- **EXERCISE MATERIALS**
------------------------------------------------------------

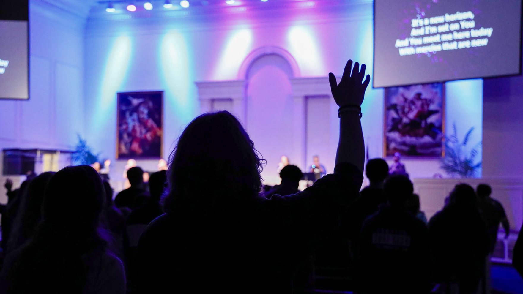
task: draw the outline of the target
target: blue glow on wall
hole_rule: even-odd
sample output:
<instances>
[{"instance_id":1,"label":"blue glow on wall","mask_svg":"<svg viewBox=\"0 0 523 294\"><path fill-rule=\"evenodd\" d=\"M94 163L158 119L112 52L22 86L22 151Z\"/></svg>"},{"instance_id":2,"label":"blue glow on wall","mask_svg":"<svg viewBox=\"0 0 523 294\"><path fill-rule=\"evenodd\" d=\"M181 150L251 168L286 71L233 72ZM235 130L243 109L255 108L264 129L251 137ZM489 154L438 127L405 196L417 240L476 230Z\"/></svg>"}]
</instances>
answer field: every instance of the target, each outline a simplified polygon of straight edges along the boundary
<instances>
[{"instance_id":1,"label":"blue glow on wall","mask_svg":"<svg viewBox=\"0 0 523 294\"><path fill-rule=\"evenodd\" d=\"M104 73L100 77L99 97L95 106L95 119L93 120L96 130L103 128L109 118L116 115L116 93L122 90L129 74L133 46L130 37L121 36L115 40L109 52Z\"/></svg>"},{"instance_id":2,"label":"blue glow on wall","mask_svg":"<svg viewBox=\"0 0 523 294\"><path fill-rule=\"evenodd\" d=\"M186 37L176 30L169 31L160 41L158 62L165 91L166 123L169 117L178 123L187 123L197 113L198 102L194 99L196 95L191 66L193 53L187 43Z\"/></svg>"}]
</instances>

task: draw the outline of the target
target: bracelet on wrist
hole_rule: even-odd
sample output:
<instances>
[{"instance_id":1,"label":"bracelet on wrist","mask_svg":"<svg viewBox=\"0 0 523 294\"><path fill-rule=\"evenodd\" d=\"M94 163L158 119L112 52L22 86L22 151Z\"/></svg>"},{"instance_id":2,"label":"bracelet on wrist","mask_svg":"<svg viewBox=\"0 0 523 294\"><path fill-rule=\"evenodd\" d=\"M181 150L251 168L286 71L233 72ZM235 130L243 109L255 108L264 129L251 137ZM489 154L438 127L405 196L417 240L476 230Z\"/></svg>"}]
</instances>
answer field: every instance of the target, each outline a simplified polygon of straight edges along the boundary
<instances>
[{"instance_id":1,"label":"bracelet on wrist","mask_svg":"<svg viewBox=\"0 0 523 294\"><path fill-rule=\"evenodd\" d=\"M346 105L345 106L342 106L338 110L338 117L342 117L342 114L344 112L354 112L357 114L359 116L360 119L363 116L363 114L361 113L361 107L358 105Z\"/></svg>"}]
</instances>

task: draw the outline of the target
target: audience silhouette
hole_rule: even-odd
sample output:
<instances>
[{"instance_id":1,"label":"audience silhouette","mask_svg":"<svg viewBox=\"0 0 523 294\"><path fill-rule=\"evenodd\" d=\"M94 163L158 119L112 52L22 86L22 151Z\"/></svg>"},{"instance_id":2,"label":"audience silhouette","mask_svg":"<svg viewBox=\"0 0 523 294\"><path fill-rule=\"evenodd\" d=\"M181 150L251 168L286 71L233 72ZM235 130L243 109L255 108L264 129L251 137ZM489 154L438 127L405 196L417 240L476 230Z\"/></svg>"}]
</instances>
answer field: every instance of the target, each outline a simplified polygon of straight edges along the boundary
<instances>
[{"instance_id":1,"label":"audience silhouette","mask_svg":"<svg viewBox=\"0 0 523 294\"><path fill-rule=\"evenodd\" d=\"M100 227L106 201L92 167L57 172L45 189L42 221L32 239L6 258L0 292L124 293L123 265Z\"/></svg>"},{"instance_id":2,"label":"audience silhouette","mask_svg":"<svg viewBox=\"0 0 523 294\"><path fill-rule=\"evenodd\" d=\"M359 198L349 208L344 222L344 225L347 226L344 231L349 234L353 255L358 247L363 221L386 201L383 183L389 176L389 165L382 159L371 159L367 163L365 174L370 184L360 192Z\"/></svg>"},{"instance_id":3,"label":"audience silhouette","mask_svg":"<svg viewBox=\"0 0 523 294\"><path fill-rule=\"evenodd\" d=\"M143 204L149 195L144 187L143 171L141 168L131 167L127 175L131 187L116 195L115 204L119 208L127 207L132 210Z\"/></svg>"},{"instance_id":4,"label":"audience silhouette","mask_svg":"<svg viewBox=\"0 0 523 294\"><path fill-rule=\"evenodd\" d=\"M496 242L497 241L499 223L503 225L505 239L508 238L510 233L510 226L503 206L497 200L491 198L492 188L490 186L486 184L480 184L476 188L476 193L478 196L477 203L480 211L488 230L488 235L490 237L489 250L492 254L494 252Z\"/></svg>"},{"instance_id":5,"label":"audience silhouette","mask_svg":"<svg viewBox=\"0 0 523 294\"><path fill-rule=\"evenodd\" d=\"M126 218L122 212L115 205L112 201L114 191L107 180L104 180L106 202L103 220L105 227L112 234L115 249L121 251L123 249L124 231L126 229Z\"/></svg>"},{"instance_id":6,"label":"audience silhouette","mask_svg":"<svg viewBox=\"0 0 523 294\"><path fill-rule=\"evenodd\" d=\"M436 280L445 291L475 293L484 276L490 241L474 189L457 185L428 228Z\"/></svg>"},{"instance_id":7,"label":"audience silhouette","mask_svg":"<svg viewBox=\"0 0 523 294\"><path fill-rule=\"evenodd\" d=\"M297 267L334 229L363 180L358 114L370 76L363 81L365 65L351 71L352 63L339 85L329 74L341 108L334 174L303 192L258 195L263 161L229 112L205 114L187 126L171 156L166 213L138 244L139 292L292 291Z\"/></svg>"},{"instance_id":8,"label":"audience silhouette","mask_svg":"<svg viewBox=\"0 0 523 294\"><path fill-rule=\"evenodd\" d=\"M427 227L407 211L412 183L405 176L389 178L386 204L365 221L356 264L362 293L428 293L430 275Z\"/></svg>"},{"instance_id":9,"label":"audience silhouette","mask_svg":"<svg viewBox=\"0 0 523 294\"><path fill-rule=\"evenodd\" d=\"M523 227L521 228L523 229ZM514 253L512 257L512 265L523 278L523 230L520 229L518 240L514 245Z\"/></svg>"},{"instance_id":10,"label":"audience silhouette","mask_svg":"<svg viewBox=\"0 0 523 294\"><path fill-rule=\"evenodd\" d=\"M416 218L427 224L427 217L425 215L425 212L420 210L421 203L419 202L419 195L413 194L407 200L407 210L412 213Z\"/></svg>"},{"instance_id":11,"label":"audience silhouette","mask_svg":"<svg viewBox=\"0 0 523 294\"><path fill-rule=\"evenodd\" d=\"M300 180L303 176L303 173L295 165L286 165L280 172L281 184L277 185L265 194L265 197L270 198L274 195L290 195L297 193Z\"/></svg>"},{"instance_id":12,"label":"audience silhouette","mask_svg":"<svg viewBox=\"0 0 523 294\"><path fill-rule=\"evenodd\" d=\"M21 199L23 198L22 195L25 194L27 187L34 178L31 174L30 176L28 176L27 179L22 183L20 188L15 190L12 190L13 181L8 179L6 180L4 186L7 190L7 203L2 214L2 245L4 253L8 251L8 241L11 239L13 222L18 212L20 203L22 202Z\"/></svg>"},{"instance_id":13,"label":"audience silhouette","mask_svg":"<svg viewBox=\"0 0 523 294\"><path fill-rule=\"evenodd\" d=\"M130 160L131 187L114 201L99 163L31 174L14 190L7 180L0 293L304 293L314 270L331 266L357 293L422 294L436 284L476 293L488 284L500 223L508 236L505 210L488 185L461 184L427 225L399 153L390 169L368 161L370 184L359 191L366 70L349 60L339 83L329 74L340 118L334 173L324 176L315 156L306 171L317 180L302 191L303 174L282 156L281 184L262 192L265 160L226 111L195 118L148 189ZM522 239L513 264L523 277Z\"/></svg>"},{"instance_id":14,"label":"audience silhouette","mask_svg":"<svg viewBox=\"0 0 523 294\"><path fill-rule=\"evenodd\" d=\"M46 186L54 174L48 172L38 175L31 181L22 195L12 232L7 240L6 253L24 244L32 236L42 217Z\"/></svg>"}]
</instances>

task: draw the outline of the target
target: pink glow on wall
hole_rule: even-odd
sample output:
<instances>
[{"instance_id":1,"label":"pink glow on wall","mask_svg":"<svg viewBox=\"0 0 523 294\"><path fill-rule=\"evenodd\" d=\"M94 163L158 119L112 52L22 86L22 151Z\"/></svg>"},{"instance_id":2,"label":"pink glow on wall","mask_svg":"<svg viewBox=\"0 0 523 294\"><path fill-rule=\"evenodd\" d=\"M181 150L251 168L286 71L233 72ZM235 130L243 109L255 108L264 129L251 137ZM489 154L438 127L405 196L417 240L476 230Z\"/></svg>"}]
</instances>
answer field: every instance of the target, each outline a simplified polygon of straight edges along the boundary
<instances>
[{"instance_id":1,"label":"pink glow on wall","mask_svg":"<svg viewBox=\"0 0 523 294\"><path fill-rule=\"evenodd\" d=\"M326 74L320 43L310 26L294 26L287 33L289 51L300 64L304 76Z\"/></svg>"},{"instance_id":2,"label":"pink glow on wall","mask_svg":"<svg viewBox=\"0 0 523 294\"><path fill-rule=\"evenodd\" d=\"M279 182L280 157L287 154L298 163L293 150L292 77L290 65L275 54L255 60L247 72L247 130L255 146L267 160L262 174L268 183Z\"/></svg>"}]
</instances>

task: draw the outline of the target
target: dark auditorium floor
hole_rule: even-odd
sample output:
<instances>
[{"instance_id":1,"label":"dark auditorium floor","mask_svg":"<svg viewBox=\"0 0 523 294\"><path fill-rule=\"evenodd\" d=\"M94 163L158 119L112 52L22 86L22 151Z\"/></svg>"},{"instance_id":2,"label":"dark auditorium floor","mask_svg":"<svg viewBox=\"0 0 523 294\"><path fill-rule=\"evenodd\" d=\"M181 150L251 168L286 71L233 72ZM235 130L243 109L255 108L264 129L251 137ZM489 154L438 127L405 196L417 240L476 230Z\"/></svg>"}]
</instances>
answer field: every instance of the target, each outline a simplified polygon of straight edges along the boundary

------------------------------------------------------------

Gather every line of the material above that contains the word "wrist", and copy each one out in full.

- **WRITTEN ANSWER**
target: bracelet on wrist
[{"instance_id":1,"label":"bracelet on wrist","mask_svg":"<svg viewBox=\"0 0 523 294\"><path fill-rule=\"evenodd\" d=\"M94 163L158 119L112 52L22 86L22 151Z\"/></svg>"},{"instance_id":2,"label":"bracelet on wrist","mask_svg":"<svg viewBox=\"0 0 523 294\"><path fill-rule=\"evenodd\" d=\"M181 150L251 168L286 71L233 72ZM235 130L243 109L255 108L264 129L251 137ZM489 154L438 127L405 196L417 240L476 230Z\"/></svg>"}]
[{"instance_id":1,"label":"bracelet on wrist","mask_svg":"<svg viewBox=\"0 0 523 294\"><path fill-rule=\"evenodd\" d=\"M346 105L345 106L342 106L338 110L338 117L342 117L342 114L344 112L354 112L357 114L359 116L360 119L363 116L363 114L361 113L361 107L358 105Z\"/></svg>"}]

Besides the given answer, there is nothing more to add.